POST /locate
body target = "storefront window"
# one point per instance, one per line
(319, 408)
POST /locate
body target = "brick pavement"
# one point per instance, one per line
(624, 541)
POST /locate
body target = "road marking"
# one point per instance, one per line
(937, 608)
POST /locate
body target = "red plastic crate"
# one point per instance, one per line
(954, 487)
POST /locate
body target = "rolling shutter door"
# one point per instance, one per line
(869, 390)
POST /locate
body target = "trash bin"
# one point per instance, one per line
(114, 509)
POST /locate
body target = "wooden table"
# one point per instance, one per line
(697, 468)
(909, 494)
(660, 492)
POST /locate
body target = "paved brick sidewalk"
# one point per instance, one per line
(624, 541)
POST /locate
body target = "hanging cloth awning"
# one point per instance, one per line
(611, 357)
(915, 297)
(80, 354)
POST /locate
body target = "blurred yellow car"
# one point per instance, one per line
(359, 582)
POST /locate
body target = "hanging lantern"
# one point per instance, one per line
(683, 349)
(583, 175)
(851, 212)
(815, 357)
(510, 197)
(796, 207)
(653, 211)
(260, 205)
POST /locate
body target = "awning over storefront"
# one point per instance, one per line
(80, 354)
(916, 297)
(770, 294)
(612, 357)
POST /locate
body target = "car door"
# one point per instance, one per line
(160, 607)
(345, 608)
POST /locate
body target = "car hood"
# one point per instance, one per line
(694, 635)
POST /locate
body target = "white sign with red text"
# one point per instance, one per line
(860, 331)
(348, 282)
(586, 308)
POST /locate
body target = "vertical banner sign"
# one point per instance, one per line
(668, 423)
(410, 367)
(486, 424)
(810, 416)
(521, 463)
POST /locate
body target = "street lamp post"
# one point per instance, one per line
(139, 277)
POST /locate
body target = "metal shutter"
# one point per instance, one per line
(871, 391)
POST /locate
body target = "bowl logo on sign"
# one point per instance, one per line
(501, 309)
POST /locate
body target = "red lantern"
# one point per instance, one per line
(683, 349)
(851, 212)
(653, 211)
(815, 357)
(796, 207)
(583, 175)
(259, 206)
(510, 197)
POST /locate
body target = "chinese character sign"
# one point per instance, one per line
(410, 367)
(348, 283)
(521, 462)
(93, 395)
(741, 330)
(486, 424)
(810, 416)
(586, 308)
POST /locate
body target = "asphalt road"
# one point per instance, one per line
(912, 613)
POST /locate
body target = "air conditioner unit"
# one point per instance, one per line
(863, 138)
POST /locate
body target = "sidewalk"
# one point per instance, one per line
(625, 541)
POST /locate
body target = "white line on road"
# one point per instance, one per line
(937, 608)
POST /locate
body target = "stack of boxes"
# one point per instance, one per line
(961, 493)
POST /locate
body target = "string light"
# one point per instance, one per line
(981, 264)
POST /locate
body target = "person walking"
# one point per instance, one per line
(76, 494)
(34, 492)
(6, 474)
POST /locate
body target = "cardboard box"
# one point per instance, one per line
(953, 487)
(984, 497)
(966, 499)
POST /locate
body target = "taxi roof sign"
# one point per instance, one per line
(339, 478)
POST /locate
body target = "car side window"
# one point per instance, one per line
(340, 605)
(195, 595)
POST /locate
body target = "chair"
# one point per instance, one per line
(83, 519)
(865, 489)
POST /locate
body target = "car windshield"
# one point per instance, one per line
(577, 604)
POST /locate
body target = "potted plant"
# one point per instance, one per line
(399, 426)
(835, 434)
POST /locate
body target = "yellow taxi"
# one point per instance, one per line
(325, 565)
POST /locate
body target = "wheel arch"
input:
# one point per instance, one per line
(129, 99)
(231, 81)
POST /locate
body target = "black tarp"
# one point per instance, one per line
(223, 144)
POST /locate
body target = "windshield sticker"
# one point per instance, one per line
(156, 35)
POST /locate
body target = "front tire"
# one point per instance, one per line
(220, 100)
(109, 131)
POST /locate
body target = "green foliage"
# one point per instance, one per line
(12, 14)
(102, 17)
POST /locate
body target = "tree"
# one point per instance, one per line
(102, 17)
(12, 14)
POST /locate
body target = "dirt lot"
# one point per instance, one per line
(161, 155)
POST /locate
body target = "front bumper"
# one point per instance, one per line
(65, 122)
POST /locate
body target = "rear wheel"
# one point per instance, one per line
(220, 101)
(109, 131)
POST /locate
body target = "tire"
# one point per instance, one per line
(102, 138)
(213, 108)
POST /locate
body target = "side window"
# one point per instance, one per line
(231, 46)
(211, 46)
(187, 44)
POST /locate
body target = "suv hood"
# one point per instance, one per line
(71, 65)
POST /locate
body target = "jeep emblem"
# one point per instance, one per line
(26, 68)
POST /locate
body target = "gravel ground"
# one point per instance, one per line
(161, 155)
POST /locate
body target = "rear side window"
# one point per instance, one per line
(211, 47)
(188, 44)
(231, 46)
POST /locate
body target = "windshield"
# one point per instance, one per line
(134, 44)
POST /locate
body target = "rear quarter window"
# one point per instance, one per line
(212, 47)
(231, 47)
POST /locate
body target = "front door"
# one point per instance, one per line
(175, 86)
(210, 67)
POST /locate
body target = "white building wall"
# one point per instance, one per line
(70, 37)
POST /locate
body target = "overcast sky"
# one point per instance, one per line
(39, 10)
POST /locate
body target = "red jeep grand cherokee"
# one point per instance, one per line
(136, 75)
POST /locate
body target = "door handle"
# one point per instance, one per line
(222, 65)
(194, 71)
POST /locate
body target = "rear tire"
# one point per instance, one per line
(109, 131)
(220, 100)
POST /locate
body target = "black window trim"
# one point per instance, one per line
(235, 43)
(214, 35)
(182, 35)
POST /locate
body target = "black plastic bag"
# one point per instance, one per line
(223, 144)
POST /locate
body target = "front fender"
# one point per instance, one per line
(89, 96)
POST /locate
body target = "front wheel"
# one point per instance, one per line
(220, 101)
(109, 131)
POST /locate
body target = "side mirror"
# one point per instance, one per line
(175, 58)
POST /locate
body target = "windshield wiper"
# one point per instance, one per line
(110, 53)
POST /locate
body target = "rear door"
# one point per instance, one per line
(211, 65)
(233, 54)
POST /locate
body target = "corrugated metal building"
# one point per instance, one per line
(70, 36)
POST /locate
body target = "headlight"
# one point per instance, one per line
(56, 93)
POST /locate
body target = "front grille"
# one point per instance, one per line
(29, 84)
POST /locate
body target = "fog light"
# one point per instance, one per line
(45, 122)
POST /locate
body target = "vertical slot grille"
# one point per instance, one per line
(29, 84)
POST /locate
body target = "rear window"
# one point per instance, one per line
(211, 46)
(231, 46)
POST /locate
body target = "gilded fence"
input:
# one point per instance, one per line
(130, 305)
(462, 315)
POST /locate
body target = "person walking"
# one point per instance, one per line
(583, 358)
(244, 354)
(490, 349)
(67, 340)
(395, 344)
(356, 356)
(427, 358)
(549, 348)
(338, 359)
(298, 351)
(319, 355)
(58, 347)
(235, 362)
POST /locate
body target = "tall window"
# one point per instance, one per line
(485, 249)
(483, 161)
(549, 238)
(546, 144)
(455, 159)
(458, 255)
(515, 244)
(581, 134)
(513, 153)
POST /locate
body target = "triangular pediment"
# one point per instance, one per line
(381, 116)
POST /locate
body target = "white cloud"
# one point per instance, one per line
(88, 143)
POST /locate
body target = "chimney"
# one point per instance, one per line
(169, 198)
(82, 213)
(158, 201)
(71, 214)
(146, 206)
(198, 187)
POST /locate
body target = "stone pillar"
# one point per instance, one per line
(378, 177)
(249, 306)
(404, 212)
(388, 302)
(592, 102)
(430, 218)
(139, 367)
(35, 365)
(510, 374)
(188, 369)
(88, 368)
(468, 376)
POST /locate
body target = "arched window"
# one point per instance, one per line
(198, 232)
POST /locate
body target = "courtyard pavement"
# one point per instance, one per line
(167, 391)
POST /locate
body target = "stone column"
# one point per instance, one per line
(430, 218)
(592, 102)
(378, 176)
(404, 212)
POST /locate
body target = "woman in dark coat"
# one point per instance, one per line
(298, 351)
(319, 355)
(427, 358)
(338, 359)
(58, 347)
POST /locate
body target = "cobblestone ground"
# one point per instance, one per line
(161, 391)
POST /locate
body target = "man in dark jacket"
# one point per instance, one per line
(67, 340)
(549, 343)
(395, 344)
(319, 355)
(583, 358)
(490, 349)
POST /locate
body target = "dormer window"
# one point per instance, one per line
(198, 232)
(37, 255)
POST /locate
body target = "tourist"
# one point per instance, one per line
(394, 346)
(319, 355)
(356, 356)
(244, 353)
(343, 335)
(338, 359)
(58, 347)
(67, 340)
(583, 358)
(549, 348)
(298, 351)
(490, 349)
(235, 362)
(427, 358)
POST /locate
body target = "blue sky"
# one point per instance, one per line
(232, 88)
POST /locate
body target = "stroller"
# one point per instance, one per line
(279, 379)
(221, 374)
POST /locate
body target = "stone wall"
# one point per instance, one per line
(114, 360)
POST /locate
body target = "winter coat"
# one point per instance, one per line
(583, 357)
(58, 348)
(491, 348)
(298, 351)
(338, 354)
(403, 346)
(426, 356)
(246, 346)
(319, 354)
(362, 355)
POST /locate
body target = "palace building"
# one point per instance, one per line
---
For the word "pavement", count the lines of the listing that hold it, and reply with the count by itself.

* [Answer]: 2